Your goal: Output each record exactly. Leave none out.

Extracted records
== Segment start ==
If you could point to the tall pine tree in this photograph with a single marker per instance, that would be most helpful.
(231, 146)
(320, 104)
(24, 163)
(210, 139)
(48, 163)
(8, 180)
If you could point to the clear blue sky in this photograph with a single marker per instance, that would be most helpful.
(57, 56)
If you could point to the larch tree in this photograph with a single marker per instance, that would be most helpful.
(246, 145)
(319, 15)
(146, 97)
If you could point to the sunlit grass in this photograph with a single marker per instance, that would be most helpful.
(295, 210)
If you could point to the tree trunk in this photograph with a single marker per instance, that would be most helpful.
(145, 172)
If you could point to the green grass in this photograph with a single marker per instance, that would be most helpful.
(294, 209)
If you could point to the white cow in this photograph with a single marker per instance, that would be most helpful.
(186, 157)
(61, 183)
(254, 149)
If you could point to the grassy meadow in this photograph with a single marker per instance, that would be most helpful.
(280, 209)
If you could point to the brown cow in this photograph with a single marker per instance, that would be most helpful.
== Segment end ==
Exercise answer:
If you could point to the tall pine tree in this photograph with a single marker per instance, that would be most helpful.
(231, 146)
(320, 104)
(24, 163)
(210, 139)
(48, 163)
(8, 180)
If you could point to the clear blue sky in this photograph with a single marker per instance, that would be most helpful.
(57, 56)
If you could point to the larch tree in this photograph with a single marker per instance, that would be most helpful.
(246, 145)
(319, 15)
(146, 97)
If you could point to the sunlit grass in this photograph with a single marker per instance, that would be most helpful.
(295, 210)
If you could point to the tree trunk in this photograph with a single marker per instance, that would be most helpful.
(145, 172)
If you could point to the green grass in this photograph with a single marker per instance, that would be most helpful.
(294, 209)
If you could point to the white cow in this photograph with a single marker per instance, that would be most helpful.
(186, 157)
(61, 183)
(254, 149)
If you could point to the grassy meadow in this photograph with a single marker per instance, that would be most helpful.
(280, 209)
If you could point to the brown cow in this photograph with a single marker per instance, that would be most helpful.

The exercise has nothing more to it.